Task brief ::
Can you rewrite the stretch from the line containing "of the boot" through the end of the entries, renaming "boot sole" to "shoe heel" and leaving everything else unchanged?

Input data ::
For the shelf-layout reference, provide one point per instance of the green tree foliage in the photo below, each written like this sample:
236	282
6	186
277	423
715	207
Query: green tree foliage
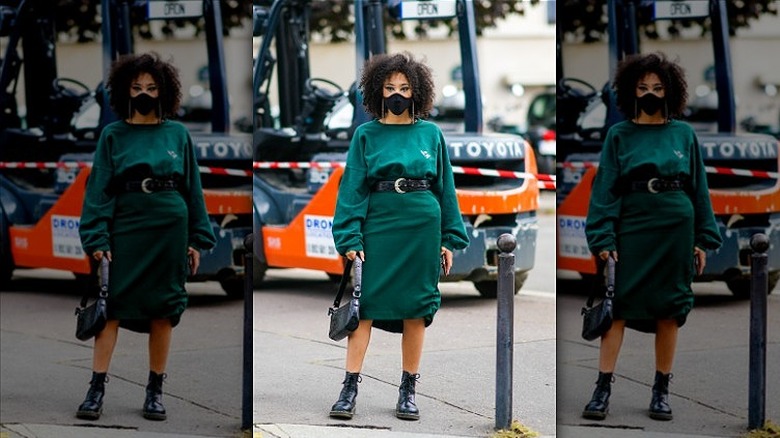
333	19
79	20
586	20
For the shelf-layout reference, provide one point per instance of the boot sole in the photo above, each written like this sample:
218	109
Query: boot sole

Answer ::
For the shelf-layout reference, provide one point per instance of the shoe heel in the photo above, each written like this sample:
218	109
Query: shoe heel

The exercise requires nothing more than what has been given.